• EXCERPTED TEXT:
Storage media for archives should be appropriate to the 
type of data retained and the need for access to it. The 
choice should be made so that users will have the maximum 
practical accessibility consistent with data quantity* 

For example, digital data could be kept on-line on disks, 
stored on magnetic tape, or retained indefinitely on 
optical disks. Data can also be retained in publications 
and on film as tabular or analog representations. Each 
of these storage media have limitations and uses that must 
be considered in overall planning* 

Data Catalogs 

With implementation of the CDC/DAN concept, data catalog 
entries will be prepared at the time of data acquisition 
and will be supplemented with appropriate ancillary data. 
These original catalogs will evolve to include information 
about processed data, data products, analysis of data for 
selected events or phenomena, availability of correlative 
data, and software. Such catalogs will be retained in the 
archive, as needed, to provide access to distinct data 
collections or will be merged with more general archive 
catalogs. Provision must be made for continual catalog 
updating as subject archives are modified.

(Part of a data file)
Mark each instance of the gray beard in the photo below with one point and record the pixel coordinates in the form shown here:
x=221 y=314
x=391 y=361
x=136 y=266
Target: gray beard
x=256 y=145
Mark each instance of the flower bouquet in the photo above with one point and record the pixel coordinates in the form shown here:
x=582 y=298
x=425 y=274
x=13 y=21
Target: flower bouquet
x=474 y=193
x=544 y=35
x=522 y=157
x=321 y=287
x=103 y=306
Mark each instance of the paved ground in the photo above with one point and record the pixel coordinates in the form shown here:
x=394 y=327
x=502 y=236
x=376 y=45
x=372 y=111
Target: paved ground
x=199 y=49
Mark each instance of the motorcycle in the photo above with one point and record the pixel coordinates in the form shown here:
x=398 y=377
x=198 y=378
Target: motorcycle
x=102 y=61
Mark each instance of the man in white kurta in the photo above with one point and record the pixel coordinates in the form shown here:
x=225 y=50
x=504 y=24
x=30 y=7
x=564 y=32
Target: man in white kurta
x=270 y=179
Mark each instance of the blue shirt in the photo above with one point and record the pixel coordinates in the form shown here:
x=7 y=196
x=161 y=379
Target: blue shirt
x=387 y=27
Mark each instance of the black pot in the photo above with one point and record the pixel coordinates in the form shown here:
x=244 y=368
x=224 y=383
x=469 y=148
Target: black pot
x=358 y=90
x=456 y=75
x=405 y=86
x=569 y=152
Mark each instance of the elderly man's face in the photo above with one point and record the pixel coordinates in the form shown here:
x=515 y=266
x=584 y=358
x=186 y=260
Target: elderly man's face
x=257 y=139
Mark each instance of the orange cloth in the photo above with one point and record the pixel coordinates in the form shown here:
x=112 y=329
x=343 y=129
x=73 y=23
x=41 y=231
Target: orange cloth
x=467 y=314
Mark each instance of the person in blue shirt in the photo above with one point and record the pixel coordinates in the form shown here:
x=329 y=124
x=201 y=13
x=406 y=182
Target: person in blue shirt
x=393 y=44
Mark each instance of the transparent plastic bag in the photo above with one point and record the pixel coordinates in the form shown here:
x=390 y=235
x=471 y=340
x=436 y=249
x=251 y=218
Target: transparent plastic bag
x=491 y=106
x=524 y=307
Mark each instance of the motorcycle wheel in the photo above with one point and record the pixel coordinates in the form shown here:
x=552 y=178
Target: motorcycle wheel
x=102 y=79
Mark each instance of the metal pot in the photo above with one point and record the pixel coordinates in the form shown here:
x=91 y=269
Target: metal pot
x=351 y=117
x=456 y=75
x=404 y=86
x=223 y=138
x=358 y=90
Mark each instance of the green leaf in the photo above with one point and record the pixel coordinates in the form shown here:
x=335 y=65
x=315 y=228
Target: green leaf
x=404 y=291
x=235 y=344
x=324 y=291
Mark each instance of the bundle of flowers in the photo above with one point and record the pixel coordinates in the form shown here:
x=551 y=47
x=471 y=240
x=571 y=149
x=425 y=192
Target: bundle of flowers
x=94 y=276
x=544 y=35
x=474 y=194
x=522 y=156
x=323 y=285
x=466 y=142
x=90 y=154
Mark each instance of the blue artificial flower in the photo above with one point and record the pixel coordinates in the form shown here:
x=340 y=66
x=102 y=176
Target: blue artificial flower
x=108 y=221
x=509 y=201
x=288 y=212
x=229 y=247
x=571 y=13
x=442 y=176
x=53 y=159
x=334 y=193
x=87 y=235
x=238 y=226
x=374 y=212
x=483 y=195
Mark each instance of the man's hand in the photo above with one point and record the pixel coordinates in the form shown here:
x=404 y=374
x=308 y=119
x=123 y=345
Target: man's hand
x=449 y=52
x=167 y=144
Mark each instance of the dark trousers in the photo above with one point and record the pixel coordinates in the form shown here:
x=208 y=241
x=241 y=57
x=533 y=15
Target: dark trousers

• TASKS:
1. According to the passage on data archives, why must provision be made for continual catalog updating?
2. Set down the passage on data archives word for word, starting with "These original catalogs" and going on through "archives are modified.".

• THE REPLIES:
1. Catalogs must be updated continually because the subject archives they describe are modified. These catalogs also grow from their original entries to cover processed data, data products, analyses of selected events or phenomena, the availability of correlative data, and software.

2.
These original catalogs will evolve to include information 
about processed data, data products, analysis of data for 
selected events or phenomena, availability of correlative 
data, and software. Such catalogs will be retained in the 
archive, as needed, to provide access to distinct data 
collections or will be merged with more general archive 
catalogs. Provision must be made for continual catalog 
updating as subject archives are modified.